[[ Text excerpt open ]]

The judgment of scientific misconduct and the publication of subsequent corrigenda (notices of findings of misconduct, retractions or corrections) in PubMed did not seem to influence the number of citations to such affected articles, which were similar to those of a scientifically drawn comparison group. Indeed, fewer than 5% of citing authors evidenced any awareness that they were citing an article named in a judgment of scientific misconduct. Depending on the method for locating and accessing such affected papers, the authors of the citing paper may not have been exposed to the retraction (Neale et al. 2007). Recently, Eugene Garfield and colleagues (Garfield et al. 2006) noted that that the Science Citation Index in the ISI Web of Science offers a reliable approach to find retractions.

The majority of citing authors used an affected article in an implicit or indirect way, or referred to a portion of the affected article that was not discredited (e.g. the study methods). Four (all review articles) of the 603 sampled citing papers explicitly referred to one affected clinical study (Tewari et al. 1990) for direct support of their purpose, and it is unlikely that this single clinical study had a significant effect on clinical equipoise or clinical care.

Limitations

Several limitations to the study methodology are acknowledged. First, we were unable to determine the dates when retractions or errata were posted, and to identify which citations accrued before such postings. Second, the selection of the most appropriate comparison group was challenging. We used a matched comparison group strategy by selecting an adjacent article in the same issue. This reduced factors that could affect citations such as the journal impact factor, the journal’s open access status and the length of time since publication for citations to accrue. Third, it would be ideal to identify the citations to the population of articles affected by misconduct and to the comparison sample during the same brief time window; however the labor-intensive nature of the data collection resulted in slightly different time windows. The progression of work was such that we first identified the citations to the affected articles, then developed the comparison sample, and then identified the citations to the comparison sample.

[[ Text excerpt closed ]]

:: Parts of the exercise ::
**A.** From the excerpt on citations to misconduct-affected articles, copy the passage between "The judgment of" and "to find retractions.", inclusive.
**B.** Translate this sentence from the excerpt on citations to misconduct-affected articles into Spanish: "We used a matched comparison group strategy by selecting an adjacent article in the same issue."

[[ Records shown open ]]

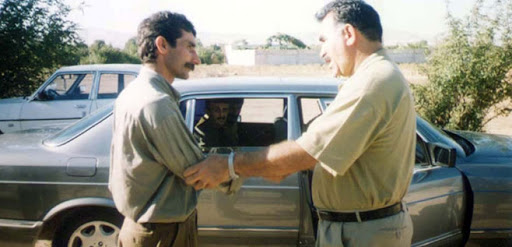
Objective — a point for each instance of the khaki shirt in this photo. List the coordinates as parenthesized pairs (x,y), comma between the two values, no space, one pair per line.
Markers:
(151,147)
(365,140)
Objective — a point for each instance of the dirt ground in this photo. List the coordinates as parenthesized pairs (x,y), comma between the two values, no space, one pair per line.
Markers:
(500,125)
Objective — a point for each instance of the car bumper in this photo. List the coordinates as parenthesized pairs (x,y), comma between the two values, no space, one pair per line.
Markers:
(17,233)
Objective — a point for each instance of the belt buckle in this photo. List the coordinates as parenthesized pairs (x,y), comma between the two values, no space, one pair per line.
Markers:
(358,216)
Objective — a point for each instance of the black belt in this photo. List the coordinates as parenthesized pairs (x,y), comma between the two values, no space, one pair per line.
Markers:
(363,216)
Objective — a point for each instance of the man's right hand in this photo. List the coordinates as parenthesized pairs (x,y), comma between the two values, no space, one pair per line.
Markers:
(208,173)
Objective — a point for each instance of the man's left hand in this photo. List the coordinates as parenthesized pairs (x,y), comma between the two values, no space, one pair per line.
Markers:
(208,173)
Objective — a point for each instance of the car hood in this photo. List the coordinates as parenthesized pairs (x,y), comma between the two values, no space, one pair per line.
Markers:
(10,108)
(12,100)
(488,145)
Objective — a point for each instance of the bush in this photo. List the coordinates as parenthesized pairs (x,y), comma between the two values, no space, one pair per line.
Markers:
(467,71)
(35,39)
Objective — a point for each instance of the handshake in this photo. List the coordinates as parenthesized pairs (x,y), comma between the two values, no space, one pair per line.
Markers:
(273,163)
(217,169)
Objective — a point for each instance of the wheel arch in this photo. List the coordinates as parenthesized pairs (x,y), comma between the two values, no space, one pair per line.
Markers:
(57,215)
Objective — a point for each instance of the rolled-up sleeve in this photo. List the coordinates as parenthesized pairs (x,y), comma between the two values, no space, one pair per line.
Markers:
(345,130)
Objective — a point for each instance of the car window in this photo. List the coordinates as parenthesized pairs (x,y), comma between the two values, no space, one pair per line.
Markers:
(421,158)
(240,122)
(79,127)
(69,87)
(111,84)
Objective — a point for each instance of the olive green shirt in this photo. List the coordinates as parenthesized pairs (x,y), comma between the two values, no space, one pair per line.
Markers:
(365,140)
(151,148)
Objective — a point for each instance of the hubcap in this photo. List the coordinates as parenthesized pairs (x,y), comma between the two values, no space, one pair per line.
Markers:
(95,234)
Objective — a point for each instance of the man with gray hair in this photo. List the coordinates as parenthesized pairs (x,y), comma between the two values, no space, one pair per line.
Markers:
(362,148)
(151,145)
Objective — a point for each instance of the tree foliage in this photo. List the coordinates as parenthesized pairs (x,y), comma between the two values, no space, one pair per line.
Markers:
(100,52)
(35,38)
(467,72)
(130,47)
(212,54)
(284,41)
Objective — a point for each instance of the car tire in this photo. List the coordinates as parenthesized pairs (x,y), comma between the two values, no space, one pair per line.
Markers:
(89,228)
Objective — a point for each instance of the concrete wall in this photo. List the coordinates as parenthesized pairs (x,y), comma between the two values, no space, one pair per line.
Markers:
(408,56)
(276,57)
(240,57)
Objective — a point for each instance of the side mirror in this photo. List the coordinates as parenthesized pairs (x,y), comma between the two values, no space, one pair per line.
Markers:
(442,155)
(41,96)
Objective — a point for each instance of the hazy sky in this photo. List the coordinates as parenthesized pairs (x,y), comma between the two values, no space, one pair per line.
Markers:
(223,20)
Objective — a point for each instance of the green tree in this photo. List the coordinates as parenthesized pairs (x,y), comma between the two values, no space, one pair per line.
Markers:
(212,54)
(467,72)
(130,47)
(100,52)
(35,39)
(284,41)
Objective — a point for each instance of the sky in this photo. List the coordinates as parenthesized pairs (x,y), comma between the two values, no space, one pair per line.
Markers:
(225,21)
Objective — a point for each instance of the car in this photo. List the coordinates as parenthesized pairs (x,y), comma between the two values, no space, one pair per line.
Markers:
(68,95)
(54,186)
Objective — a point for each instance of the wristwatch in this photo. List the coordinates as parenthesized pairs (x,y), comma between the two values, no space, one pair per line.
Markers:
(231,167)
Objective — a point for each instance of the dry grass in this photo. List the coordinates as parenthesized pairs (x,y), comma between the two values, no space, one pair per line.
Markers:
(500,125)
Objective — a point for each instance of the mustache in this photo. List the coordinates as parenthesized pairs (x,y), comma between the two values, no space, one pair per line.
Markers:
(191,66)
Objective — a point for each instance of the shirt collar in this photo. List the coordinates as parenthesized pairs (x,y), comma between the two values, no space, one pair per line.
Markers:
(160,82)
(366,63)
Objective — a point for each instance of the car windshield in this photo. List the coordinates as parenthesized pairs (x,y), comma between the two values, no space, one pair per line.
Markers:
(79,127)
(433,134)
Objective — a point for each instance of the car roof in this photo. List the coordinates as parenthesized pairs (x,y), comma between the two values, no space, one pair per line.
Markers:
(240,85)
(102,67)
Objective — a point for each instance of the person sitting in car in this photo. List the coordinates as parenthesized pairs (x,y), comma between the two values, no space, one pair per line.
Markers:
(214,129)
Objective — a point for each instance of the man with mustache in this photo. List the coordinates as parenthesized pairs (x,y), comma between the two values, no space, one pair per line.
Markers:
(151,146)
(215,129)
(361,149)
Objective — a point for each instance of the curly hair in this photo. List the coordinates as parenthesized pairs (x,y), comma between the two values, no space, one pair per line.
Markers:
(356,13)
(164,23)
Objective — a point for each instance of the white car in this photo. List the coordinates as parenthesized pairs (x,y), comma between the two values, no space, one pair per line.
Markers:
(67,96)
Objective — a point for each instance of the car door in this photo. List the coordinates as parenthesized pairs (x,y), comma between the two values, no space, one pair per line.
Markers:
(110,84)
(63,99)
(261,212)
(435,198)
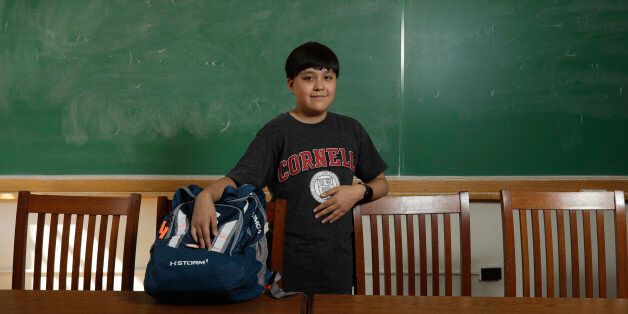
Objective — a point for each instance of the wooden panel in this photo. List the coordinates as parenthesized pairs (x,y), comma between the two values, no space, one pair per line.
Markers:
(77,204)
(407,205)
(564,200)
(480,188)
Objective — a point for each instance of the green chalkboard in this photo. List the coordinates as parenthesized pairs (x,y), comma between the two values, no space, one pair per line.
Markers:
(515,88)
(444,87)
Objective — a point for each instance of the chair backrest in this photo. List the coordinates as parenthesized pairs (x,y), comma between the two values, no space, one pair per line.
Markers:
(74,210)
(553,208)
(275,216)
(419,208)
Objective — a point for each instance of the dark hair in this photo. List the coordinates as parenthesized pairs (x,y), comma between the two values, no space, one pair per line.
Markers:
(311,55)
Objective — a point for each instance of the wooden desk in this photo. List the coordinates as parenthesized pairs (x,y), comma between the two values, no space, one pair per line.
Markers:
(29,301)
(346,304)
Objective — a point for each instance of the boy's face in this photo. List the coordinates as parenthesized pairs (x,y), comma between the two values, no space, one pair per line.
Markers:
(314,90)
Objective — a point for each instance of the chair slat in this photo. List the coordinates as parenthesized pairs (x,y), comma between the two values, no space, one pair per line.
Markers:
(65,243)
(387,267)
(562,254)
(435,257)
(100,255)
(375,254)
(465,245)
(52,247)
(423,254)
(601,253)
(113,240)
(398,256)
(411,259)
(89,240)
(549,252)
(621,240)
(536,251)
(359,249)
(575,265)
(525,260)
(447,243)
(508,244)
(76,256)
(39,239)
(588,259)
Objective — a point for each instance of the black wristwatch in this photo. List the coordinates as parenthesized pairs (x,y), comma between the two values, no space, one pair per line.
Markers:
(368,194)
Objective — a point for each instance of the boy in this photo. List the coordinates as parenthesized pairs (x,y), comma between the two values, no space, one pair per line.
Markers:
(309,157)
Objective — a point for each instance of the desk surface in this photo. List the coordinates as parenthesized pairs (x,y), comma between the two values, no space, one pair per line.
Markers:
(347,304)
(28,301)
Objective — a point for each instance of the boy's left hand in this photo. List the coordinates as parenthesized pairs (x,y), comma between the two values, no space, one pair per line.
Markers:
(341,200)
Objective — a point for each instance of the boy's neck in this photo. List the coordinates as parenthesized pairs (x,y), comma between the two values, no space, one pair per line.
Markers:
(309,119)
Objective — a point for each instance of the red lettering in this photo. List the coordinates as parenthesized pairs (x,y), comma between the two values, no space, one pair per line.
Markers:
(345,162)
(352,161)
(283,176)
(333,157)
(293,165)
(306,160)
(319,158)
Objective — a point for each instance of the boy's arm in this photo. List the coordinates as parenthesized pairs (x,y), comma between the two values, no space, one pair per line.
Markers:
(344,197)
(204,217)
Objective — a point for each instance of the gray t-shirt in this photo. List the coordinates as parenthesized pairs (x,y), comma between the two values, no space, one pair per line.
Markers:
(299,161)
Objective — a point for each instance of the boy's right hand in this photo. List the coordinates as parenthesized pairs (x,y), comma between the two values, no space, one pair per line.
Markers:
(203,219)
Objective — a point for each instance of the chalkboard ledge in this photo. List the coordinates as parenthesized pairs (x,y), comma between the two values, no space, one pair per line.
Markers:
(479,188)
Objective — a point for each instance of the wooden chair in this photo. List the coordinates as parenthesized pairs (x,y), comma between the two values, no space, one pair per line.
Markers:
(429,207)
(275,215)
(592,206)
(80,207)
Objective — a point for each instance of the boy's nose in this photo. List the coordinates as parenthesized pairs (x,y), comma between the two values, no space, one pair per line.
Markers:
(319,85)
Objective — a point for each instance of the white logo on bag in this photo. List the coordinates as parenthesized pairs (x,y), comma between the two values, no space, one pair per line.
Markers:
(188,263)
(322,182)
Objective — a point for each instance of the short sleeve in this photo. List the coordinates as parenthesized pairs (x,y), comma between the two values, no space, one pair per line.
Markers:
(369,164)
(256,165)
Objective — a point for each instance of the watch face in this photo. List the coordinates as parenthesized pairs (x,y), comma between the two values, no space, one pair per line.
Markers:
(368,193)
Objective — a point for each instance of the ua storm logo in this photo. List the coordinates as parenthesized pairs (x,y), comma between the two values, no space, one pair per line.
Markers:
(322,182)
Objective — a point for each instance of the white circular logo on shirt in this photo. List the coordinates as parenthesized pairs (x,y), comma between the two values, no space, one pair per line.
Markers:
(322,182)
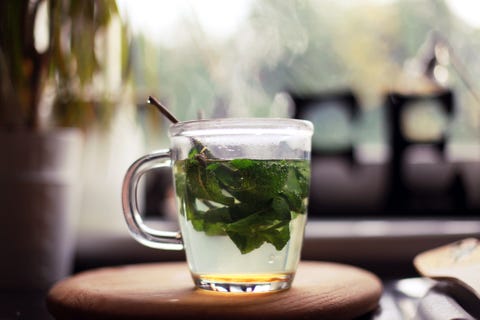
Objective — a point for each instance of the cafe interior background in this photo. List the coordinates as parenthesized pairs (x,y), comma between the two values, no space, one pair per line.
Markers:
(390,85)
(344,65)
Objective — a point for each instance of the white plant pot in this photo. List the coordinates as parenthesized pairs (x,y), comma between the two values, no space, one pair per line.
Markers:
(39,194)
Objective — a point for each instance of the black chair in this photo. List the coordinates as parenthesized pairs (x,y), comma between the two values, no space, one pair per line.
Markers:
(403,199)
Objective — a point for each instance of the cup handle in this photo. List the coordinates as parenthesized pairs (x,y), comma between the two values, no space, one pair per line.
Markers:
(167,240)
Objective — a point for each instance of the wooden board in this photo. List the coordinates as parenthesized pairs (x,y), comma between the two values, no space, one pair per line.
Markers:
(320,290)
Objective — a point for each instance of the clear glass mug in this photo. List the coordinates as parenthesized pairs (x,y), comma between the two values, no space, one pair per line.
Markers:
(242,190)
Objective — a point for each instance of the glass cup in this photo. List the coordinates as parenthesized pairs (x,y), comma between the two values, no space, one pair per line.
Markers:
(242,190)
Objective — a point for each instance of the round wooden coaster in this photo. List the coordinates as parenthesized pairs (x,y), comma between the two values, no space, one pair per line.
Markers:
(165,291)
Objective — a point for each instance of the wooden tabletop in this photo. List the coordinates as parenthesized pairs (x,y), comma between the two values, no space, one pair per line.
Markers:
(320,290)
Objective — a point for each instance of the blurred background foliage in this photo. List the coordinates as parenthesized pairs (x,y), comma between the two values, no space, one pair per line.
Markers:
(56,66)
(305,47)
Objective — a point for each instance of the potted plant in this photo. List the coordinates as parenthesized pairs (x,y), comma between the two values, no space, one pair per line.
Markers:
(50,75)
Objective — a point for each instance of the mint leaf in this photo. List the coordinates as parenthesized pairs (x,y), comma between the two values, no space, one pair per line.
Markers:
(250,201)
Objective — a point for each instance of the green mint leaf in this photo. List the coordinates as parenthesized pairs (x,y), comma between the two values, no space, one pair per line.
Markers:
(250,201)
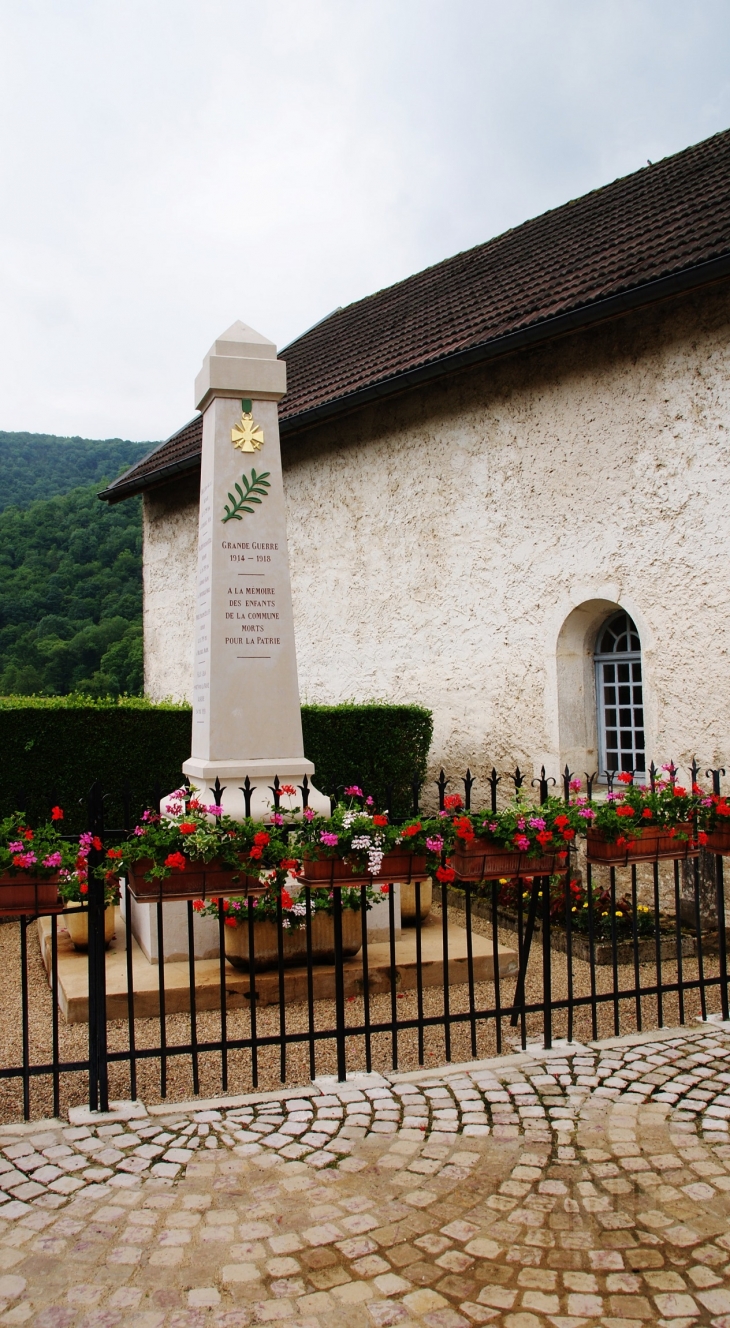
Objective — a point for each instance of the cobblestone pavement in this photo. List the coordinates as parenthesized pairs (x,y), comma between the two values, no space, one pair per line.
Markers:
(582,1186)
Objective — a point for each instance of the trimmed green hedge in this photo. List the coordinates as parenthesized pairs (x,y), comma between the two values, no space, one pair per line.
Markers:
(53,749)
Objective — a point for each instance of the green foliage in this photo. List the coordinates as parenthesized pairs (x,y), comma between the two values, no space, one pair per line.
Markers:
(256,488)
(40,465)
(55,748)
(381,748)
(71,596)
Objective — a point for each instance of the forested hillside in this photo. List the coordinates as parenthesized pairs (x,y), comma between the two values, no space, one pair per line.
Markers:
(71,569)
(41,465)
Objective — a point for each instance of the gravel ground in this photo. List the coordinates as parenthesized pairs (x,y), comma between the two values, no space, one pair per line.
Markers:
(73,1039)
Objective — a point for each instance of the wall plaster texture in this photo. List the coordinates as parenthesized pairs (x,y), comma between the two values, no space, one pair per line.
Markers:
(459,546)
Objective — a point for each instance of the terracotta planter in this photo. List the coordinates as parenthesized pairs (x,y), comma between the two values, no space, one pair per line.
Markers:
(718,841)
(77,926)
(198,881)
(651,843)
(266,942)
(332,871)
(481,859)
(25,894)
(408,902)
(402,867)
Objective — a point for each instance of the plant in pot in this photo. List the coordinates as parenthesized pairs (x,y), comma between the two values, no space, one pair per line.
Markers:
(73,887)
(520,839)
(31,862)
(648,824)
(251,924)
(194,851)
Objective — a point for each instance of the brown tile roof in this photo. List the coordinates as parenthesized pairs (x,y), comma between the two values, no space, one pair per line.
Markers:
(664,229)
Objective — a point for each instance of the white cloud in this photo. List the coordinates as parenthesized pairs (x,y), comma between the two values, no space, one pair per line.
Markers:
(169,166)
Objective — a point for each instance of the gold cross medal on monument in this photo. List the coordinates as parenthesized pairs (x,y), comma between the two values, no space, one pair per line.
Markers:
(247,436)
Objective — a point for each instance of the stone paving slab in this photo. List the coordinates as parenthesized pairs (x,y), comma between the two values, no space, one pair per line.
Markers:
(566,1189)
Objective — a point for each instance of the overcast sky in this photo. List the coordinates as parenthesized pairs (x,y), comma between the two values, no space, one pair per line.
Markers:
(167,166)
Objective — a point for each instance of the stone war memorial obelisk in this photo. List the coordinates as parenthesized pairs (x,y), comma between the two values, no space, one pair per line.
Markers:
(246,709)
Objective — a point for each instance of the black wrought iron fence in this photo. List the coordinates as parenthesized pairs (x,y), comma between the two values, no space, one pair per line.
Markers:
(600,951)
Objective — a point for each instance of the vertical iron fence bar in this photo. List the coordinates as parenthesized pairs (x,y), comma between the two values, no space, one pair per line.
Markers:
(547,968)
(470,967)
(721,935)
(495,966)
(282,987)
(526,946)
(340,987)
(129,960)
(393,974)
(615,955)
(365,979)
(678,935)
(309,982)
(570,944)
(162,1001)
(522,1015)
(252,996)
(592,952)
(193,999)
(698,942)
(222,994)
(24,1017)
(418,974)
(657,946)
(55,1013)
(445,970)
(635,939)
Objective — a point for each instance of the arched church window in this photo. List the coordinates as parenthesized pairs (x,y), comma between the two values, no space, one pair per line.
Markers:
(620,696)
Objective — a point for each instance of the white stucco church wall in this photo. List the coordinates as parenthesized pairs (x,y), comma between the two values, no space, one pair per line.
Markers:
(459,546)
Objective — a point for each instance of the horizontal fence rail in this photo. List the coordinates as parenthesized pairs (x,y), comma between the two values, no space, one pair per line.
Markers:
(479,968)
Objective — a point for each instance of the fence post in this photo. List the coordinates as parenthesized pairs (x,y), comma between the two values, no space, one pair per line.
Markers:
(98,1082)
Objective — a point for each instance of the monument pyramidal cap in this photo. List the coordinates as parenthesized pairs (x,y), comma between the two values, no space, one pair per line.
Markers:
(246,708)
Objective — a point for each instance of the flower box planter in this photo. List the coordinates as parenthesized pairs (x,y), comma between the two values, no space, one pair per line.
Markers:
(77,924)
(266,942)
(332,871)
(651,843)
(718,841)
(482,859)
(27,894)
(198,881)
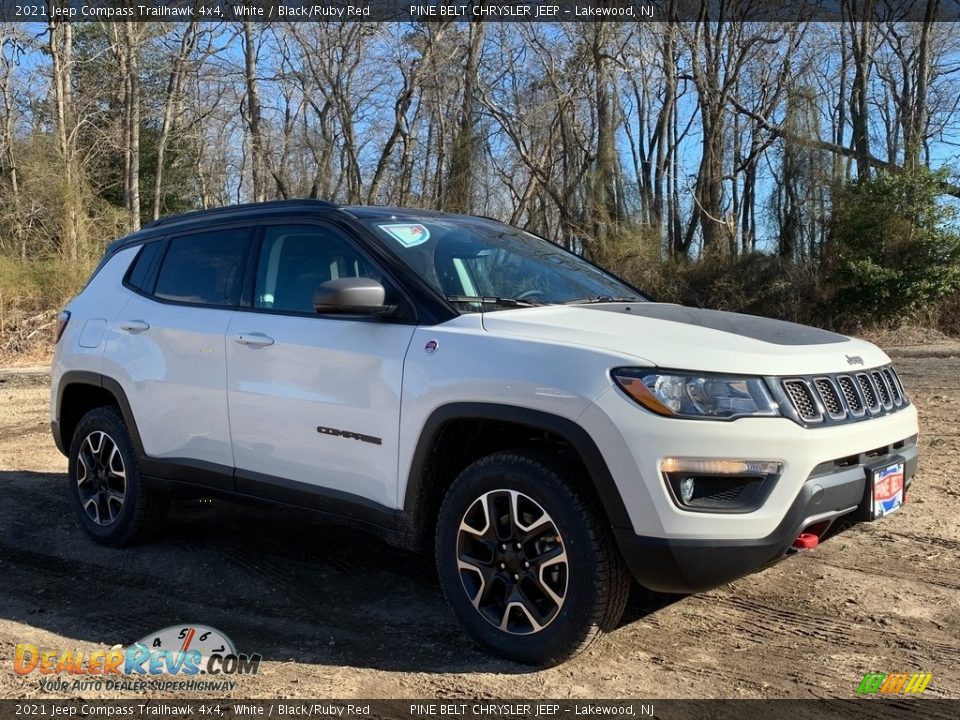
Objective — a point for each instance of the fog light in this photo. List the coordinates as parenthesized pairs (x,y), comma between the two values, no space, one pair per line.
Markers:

[[ Records shown closed ]]

:: List of answers ::
**A.**
The judgment of scientific misconduct and the publication of subsequent corrigenda (notices of findings of misconduct, retractions or corrections) in PubMed did not seem to influence the number of citations to such affected articles, which were similar to those of a scientifically drawn comparison group. Indeed, fewer than 5% of citing authors evidenced any awareness that they were citing an article named in a judgment of scientific misconduct. Depending on the method for locating and accessing such affected papers, the authors of the citing paper may not have been exposed to the retraction (Neale et al. 2007). Recently, Eugene Garfield and colleagues (Garfield et al. 2006) noted that that the Science Citation Index in the ISI Web of Science offers a reliable approach to find retractions.

**B.** Utilizamos una estrategia de grupo de comparación emparejado, seleccionando un artículo adyacente del mismo número.